[Image-grounded pointing data]
▬▬▬

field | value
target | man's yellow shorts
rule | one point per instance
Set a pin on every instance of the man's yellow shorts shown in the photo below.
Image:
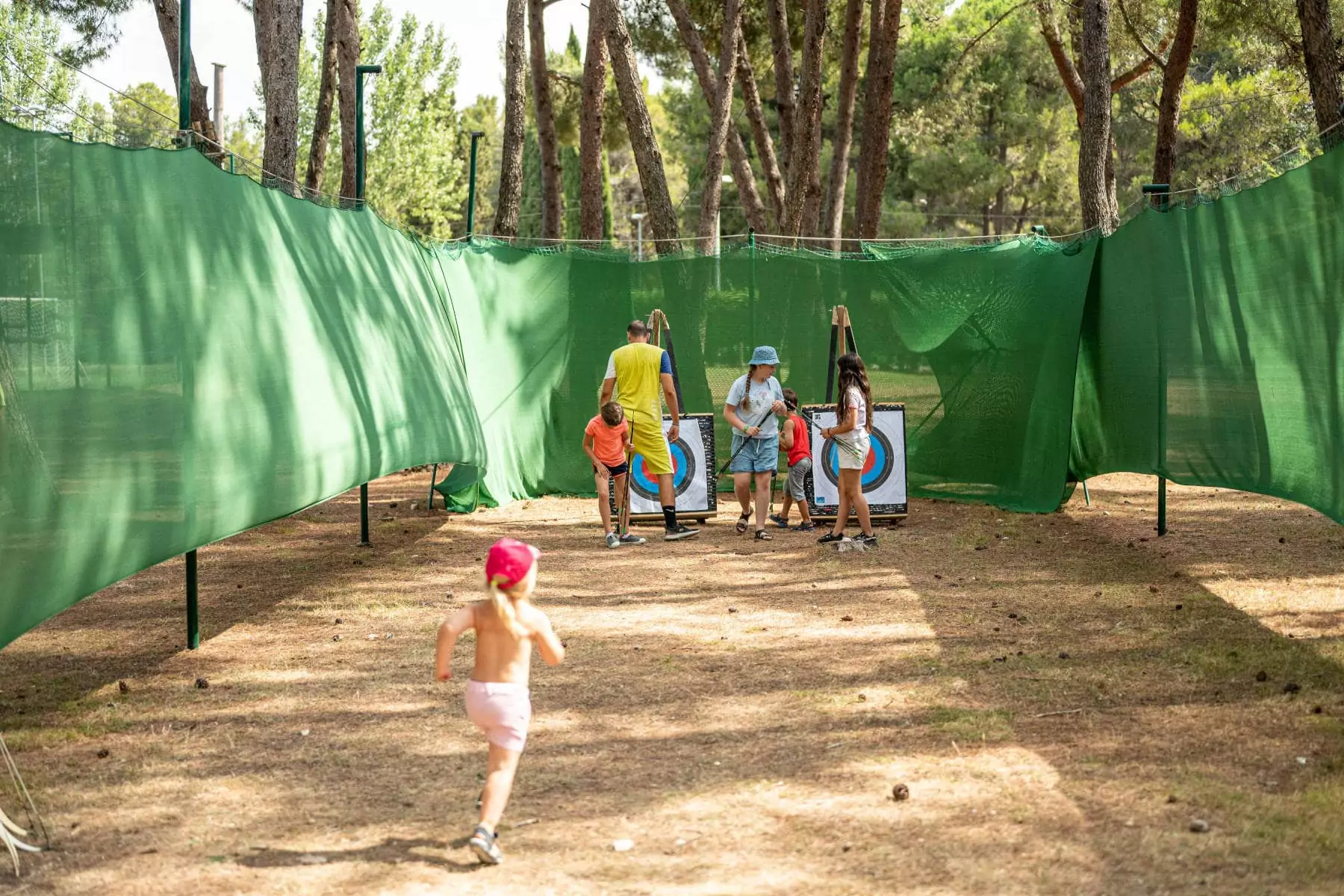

▬▬▬

* **TASK PROMPT**
Write out the data above in full and exactly, but not the pictures.

* **REPLY TO THE EXERCISE**
field | value
target | man's yellow shorts
rule | one point per instance
Set a pin on every instance of the man's yellow shorts shown in the photo below.
Image:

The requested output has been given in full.